---------- Texto de lectura

Carlos Saura, un cineasta injustamente eclipsado entre Buñuel y Almodóvar
Entre la B de Buñuel y la A de Almodóvar, la S de Saura ha quedado eclipsada. Injustamente eclipsada, a pesar de los esfuerzos de su hija Anna para devolverle, en los últimos años, al lugar que le correspondía
Hubo un tiempo, a mediados del siglo pasado, en el que el cine español se escribía con B. B de Bardem, de Berlanga y, sobre todo, de Buñuel, aquel consagrado ateo por la gracia de Dios que, pese a desarrollar la mayor parte de su carrera en Francia y en México, nunca renunció a sus raíces hispánicas. Desde los años treinta a los setenta, él era, sobre todo para la crítica francesa, el cine español. Igual que, a partir de los ochenta lo sería Almodóvar, con A y ya con un beneplácito universal. Entre unos y otros, esa exigua cuota que los cánones internacionales otorgan a nuestra cinematografía se escribió con S, de Saura.

--------------------
---------- Registros extraídos

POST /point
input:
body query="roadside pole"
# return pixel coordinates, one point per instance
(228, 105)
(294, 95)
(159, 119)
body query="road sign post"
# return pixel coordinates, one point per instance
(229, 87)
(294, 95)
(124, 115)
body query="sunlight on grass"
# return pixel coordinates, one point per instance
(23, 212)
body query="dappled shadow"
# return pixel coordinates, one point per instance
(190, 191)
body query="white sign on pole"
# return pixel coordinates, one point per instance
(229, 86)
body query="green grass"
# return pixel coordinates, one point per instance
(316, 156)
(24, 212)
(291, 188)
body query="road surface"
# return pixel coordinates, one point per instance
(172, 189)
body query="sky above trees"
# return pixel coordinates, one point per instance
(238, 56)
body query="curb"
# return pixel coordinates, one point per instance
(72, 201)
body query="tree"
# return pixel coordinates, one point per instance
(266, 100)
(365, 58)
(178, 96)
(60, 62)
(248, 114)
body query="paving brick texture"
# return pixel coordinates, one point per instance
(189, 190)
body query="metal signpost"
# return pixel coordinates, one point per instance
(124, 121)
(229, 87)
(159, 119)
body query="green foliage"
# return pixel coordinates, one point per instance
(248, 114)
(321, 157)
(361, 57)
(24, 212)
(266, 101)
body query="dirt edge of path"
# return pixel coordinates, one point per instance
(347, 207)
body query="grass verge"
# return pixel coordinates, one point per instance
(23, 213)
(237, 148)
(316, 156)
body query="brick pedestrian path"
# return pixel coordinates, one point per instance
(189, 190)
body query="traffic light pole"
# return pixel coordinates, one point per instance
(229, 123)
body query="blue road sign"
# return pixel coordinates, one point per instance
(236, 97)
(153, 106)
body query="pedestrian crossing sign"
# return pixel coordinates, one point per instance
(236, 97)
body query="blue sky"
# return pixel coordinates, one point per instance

--------------------

Consigna 1:
Responde estas preguntas según el artículo sobre Carlos Saura:
(a) ¿En qué países desarrolló Buñuel la mayor parte de su carrera?
(b) ¿Desde qué década sería Almodóvar el cine español?
(c) ¿Quién ha intentado en los últimos años devolver a Saura al lugar que le correspondía?
Consigna 2:
Indica si cada afirmación coincide con el artículo sobre Carlos Saura y cita las palabras que lo deciden:
(a) Buñuel renunció a sus raíces hispánicas.
(b) Para la crítica francesa, Buñuel fue el cine español desde los años treinta a los setenta.
(c) Almodóvar llegó con un beneplácito universal.
Consigna 3:
Continúa el artículo sobre Carlos Saura a partir de su última oración.

Respuesta 1:
(a) En Francia y en México.
(b) A partir de los ochenta.
(c) Su hija Anna.

Respuesta 2:
(a) No: «nunca renunció a sus raíces hispánicas».
(b) Sí: «Desde los años treinta a los setenta, él era, sobre todo para la crítica francesa, el cine español».
(c) Sí: «con A y ya con un beneplácito universal».

Respuesta 3:
Su primer largometraje, Los golfos, fue bendecido por Luis Buñuel en 1960, cuando este también presentaba película en Cannes. El aplauso final y el abrazo al discípulo y a su productor, Pere Portabella, ayudaron a rubricar la herencia. De ahí partió, sin ir más lejos, el rodaje de Viridiana en España. Poco después, Carlos Saura ya brilló con luz propia como buque insignia de la “factoría Querejeta” y gracias a las metáforas con las que el mundo leyó sus críticas al franquismo, desde la fratricida masacre de La caza al falangista de brazo en cabestrillo que provocó atentados fascistas contra La prima Angélica. La muerte del dictador y el fin de su etapa con el guionista Rafael Azcona no impidieron que Saura se mantuviese en el candelero con Cría cuervos y la pegadiza melodía del ¿Por qué te vas? Él no se fue, siguió su propio camino y no dejó de explorar nuevos territorios que desbordaban las etiquetas con las que los apóstoles del cine de autor intentaban fosilizarlo.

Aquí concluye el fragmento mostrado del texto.